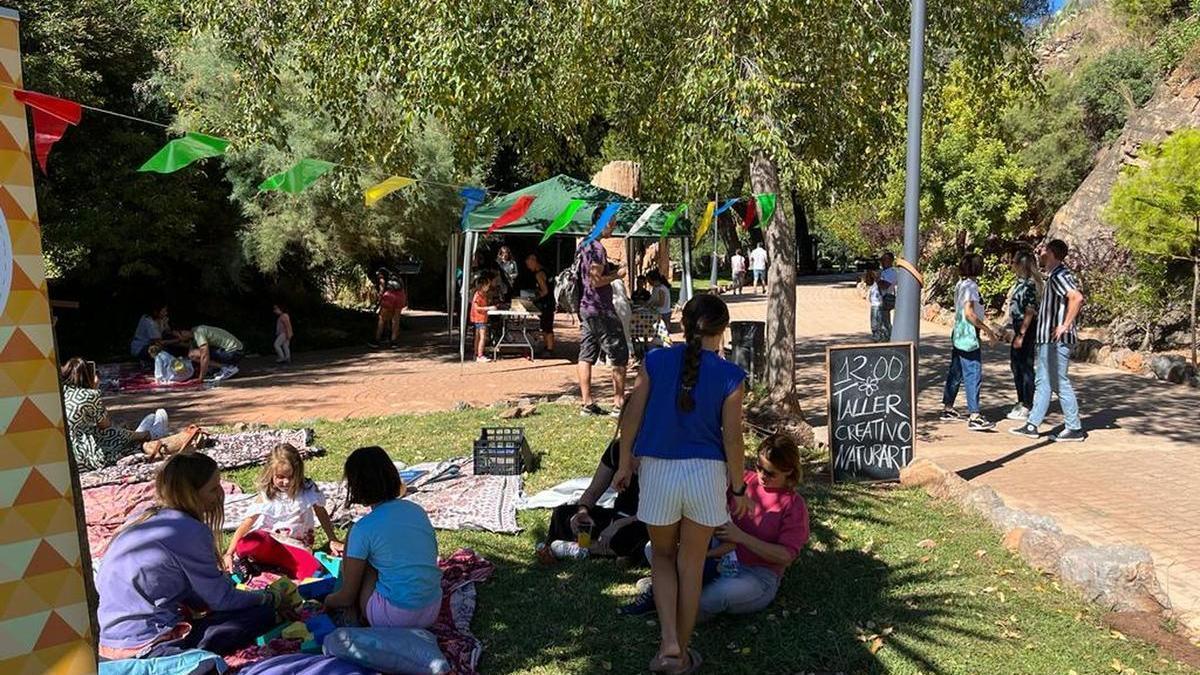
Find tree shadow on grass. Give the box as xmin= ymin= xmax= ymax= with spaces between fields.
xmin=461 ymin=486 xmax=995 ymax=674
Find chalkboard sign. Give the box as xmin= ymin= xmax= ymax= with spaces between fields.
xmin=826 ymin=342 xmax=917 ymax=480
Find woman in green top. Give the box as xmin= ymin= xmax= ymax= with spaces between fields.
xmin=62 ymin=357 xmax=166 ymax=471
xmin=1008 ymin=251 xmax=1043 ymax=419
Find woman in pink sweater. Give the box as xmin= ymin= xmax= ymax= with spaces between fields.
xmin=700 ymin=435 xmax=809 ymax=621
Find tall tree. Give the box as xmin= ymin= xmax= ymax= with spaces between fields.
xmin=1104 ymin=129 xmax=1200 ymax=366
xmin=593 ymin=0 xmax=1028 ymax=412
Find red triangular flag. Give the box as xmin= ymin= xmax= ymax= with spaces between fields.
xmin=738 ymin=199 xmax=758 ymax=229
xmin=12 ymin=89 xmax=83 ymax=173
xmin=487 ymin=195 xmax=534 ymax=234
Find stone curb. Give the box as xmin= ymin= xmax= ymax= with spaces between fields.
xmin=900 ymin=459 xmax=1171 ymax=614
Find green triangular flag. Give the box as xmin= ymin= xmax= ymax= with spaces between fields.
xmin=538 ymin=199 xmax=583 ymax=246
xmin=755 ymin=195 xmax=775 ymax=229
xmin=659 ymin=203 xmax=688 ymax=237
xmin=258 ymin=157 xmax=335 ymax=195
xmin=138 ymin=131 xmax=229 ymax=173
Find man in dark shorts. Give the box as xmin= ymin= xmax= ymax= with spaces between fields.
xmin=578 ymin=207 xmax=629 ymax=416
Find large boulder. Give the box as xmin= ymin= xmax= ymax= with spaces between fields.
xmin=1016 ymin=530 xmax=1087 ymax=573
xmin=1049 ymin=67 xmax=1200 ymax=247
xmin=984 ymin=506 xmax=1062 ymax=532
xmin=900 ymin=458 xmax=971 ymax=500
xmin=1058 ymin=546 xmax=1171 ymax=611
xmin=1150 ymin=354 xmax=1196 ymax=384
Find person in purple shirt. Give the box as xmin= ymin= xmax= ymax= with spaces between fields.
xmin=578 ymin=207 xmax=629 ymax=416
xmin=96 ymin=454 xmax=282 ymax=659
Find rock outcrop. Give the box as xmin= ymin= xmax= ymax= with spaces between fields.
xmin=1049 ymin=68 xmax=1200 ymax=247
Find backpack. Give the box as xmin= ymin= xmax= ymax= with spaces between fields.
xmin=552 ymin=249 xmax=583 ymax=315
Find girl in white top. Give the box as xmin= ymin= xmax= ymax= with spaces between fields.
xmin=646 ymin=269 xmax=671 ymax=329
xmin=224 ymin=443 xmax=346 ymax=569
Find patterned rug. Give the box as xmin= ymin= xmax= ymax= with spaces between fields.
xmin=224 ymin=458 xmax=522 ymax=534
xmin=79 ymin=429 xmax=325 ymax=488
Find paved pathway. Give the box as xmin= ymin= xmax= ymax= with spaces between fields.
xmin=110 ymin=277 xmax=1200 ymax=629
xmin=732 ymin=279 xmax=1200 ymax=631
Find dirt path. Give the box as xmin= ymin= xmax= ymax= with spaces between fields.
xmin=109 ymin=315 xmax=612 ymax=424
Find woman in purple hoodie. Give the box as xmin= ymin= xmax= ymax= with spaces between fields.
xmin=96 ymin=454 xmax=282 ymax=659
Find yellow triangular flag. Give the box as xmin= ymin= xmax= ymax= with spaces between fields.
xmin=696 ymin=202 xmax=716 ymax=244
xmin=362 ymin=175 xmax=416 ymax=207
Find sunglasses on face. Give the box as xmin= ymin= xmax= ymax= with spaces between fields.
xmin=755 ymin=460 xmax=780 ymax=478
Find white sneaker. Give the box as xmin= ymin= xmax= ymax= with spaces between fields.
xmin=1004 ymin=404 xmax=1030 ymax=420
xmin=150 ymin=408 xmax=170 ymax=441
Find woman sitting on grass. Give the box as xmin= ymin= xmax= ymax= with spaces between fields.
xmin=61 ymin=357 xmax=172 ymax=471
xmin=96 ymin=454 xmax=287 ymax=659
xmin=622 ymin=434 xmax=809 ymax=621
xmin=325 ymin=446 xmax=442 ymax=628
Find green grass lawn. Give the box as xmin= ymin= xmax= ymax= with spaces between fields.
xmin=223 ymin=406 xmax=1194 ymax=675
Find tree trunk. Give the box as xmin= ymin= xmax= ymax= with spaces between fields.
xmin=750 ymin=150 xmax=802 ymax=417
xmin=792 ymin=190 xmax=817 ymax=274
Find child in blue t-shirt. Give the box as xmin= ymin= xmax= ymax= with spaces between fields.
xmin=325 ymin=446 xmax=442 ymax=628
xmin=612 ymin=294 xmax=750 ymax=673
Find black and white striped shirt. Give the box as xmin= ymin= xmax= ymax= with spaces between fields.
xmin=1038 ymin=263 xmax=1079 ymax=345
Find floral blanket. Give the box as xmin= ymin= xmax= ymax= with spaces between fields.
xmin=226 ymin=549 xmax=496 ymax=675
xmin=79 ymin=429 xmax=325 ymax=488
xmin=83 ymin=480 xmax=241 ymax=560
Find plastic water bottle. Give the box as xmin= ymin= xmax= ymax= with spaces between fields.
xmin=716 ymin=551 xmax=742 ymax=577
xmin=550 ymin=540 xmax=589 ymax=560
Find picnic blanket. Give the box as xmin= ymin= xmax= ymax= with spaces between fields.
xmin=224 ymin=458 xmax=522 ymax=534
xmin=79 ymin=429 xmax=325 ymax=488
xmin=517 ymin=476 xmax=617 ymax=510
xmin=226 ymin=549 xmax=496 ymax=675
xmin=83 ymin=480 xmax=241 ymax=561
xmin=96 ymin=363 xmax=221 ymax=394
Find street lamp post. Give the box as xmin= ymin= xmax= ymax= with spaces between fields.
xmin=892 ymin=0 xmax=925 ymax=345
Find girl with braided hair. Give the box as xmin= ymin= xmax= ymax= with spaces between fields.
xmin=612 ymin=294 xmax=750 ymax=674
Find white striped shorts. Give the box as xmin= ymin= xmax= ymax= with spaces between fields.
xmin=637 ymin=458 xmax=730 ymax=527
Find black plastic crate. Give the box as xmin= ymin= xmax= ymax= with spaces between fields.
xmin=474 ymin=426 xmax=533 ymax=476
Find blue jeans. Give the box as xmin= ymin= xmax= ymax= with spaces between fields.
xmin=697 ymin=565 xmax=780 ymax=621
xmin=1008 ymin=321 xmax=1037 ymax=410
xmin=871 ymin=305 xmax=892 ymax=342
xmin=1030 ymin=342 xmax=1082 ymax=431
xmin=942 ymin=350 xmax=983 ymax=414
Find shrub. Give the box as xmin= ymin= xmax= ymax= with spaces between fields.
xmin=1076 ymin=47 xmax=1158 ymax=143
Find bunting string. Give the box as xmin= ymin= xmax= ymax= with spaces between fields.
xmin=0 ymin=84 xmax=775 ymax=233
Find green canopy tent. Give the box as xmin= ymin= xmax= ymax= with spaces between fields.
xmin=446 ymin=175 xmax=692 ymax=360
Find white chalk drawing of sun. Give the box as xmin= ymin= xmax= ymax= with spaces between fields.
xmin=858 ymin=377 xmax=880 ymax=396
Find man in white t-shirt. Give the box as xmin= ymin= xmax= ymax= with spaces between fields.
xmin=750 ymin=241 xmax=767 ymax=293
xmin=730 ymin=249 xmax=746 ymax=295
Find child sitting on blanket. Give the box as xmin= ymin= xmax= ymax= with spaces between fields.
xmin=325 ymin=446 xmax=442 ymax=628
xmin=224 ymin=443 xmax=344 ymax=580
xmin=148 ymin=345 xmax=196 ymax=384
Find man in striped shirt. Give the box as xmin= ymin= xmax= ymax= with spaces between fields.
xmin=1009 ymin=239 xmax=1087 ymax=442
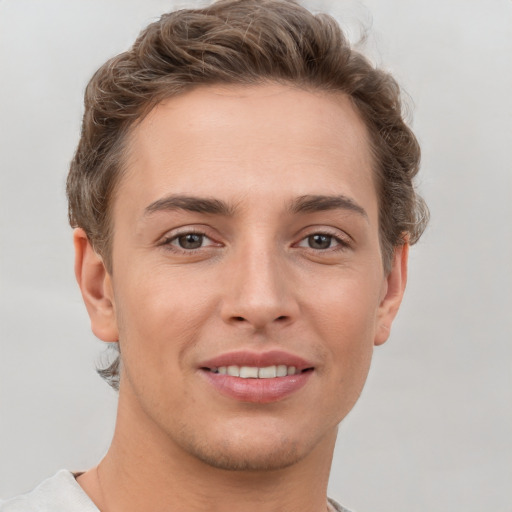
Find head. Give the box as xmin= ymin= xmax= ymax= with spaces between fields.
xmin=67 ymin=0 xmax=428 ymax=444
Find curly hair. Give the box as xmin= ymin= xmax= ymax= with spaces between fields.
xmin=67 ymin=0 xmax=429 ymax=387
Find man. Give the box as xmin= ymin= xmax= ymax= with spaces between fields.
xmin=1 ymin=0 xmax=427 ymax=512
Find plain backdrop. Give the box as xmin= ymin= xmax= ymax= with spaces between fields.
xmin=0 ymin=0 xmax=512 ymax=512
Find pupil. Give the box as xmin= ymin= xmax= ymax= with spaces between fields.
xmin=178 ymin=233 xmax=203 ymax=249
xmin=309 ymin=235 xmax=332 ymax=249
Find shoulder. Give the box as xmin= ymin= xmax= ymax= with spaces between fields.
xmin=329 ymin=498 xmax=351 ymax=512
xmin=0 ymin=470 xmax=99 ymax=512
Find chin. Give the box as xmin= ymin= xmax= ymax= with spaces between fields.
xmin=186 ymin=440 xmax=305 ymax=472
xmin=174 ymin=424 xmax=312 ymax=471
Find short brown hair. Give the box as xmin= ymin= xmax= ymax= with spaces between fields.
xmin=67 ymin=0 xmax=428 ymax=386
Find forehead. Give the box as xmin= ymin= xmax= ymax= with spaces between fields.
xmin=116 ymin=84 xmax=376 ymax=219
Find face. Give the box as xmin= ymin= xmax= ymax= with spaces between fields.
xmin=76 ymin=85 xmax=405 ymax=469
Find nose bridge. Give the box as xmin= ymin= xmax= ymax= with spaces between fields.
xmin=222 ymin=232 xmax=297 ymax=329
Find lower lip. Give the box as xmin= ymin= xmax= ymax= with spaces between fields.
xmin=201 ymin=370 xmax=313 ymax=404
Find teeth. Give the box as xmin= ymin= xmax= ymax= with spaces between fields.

### CHALLENGE
Rewrite the data from the beginning up to and including the line with "xmin=900 ymin=459 xmax=1171 ymax=614", replacing "woman" with "person" and changing nothing else. Leave the pictures out of your answer.

### TASK SOLUTION
Find tree shadow on grass. Give the box as xmin= ymin= xmax= ymax= with spaces between fields.
xmin=461 ymin=486 xmax=995 ymax=674
Find chalkboard sign. Give the box as xmin= ymin= xmax= ymax= with spaces between fields.
xmin=826 ymin=342 xmax=917 ymax=480
Find person in green top. Give the box as xmin= ymin= xmax= ymax= with spaces between fields.
xmin=62 ymin=357 xmax=166 ymax=471
xmin=1008 ymin=251 xmax=1043 ymax=419
Find person in pink sweater. Give the box as xmin= ymin= xmax= ymax= with spaces between fields.
xmin=700 ymin=435 xmax=809 ymax=621
Find tall tree. Give the box as xmin= ymin= xmax= ymax= with spaces between fields.
xmin=1104 ymin=129 xmax=1200 ymax=366
xmin=593 ymin=0 xmax=1028 ymax=412
Find red triangular flag. Give the box as xmin= ymin= xmax= ymax= with spaces between fields.
xmin=738 ymin=199 xmax=758 ymax=229
xmin=12 ymin=89 xmax=83 ymax=173
xmin=487 ymin=195 xmax=534 ymax=234
Find stone curb. Give the box as xmin= ymin= xmax= ymax= with spaces between fields.
xmin=900 ymin=459 xmax=1171 ymax=614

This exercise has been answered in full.